### Requirement
Pull out from the material below all lines with "chapel".
*** Opening Material for this exercise ***
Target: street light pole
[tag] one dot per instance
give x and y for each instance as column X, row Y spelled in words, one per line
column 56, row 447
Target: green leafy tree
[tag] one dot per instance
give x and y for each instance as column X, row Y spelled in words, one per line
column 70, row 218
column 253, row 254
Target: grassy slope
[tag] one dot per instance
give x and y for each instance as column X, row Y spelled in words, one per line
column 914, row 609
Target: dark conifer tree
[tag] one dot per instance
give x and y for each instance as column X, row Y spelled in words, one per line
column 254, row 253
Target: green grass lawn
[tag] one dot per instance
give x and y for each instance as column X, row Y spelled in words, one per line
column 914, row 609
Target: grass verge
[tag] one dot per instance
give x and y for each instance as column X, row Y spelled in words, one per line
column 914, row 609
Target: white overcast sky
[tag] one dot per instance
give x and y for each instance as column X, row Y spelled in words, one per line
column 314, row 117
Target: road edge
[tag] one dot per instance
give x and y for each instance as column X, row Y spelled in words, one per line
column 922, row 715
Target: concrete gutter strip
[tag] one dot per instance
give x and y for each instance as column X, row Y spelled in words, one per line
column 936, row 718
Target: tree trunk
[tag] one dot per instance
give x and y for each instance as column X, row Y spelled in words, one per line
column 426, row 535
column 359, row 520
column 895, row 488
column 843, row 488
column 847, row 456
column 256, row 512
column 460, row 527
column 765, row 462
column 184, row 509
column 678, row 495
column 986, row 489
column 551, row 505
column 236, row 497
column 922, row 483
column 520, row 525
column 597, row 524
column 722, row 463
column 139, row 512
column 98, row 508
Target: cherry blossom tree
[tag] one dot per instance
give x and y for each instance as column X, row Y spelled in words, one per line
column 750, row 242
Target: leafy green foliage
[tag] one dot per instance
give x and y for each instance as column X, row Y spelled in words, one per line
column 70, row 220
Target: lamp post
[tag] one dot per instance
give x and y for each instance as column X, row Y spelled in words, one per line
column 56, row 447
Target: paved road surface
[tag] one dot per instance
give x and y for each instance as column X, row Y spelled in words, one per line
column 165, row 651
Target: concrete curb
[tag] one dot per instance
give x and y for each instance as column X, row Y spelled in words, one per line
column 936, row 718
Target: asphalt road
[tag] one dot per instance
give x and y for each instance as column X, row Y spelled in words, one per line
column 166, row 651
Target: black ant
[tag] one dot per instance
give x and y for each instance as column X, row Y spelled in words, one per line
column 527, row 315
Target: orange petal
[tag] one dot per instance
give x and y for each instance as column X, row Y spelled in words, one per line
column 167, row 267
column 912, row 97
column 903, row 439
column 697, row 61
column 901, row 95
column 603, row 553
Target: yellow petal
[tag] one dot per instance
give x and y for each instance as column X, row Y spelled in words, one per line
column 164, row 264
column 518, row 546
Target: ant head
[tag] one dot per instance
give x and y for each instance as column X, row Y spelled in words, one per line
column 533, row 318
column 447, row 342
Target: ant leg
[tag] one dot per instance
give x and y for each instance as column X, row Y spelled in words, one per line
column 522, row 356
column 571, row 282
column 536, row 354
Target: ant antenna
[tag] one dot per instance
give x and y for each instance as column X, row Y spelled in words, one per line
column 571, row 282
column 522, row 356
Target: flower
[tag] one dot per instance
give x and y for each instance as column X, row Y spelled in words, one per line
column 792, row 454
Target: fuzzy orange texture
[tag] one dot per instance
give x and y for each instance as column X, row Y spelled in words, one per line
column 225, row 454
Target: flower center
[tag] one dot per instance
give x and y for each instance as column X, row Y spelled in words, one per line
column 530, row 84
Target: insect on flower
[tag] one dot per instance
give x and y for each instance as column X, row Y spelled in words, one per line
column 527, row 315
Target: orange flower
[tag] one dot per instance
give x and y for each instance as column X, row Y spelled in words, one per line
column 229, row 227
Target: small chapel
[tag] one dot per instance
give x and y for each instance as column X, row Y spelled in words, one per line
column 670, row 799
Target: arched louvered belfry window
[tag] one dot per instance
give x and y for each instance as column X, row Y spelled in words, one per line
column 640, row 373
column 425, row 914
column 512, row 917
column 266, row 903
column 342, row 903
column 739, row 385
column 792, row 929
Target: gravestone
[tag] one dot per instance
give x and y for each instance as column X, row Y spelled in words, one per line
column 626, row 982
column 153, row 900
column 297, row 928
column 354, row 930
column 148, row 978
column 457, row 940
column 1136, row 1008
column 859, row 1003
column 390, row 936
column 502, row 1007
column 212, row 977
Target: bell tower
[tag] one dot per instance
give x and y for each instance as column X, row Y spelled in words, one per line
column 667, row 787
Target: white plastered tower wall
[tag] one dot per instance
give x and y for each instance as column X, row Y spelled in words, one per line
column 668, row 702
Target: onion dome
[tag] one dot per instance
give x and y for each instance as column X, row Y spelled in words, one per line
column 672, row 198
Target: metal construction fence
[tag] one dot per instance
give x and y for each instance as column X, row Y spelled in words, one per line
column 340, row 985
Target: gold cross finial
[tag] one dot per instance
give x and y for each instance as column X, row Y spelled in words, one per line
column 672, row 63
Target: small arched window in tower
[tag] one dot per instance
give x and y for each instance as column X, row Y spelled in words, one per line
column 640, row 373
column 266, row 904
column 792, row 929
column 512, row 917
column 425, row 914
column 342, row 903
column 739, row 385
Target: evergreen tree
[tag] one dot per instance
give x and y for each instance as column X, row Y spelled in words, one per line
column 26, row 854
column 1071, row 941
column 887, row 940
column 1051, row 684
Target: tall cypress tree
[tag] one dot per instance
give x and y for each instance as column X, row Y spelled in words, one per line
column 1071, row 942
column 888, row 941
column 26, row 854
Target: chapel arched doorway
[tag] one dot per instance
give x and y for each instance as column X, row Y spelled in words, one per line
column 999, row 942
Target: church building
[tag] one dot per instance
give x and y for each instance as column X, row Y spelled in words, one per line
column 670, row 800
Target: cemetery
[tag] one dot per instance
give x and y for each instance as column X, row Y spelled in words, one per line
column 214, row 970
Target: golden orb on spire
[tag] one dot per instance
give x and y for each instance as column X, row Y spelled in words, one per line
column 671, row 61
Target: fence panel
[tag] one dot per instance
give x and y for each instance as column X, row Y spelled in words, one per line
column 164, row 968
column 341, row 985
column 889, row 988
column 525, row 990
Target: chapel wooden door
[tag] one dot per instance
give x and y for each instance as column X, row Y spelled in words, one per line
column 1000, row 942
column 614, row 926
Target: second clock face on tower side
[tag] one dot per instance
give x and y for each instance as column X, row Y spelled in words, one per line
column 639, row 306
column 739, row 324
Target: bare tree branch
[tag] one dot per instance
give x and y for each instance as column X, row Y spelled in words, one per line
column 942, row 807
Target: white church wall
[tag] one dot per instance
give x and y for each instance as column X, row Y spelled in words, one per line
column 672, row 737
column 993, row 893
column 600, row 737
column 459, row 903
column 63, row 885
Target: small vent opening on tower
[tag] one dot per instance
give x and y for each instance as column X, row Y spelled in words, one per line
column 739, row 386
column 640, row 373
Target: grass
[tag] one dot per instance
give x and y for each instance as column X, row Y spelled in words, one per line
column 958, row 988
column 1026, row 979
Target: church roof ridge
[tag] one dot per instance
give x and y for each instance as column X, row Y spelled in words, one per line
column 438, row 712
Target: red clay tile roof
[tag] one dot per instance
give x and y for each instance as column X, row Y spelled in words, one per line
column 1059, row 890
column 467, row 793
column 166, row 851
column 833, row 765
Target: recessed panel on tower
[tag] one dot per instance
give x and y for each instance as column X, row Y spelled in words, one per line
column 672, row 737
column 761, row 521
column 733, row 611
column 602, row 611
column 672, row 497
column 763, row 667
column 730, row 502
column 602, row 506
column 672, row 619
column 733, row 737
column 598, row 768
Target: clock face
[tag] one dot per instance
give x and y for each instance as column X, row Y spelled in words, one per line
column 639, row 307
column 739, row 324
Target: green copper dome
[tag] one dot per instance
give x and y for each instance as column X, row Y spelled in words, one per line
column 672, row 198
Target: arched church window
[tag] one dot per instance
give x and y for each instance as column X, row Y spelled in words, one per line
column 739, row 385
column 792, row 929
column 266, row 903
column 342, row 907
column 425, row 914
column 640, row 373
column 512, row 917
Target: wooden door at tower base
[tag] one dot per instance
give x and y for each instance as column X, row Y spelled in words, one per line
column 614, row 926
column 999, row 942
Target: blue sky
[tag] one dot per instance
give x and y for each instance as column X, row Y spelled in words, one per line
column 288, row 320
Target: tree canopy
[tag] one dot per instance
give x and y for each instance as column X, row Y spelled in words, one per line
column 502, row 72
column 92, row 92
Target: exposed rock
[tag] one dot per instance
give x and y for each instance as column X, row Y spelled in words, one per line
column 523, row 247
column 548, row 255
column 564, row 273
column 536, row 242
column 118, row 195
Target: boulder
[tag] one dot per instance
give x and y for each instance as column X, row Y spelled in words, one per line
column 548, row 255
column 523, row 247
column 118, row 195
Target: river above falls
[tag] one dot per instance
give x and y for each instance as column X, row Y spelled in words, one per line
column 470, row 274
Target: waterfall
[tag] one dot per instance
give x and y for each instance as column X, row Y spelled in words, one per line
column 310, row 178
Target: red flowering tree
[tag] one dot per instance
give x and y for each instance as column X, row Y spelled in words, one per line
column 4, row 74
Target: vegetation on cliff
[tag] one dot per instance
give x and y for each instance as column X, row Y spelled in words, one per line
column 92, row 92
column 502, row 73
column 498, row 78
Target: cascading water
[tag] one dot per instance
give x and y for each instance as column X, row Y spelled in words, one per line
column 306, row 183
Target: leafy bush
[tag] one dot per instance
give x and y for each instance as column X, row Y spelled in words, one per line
*** Closing Material for this exercise ***
### Your solution
Target: small chapel
Target: chapel arched doorway
Target: chapel wooden door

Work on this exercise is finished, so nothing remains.